- _Directions for this task_: Pull out every line of the data below that contains the word "point", and copy each of those lines without changes.

- _Excerpted data_:
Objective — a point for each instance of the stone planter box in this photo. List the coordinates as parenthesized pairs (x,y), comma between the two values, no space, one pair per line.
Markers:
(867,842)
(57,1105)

...

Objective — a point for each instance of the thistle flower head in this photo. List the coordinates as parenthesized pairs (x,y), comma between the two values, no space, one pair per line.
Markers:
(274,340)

- _Response to the exercise_:
Objective — a point for each instance of the stone planter box in this photo. List the coordinates as parenthesized pairs (x,y), comma between the two values, no space, one pair per line.
Objective — a point for each instance of the thistle flower head in this photo. List the coordinates as parenthesized pairs (x,y), comma between the two values, no space, one pair per line.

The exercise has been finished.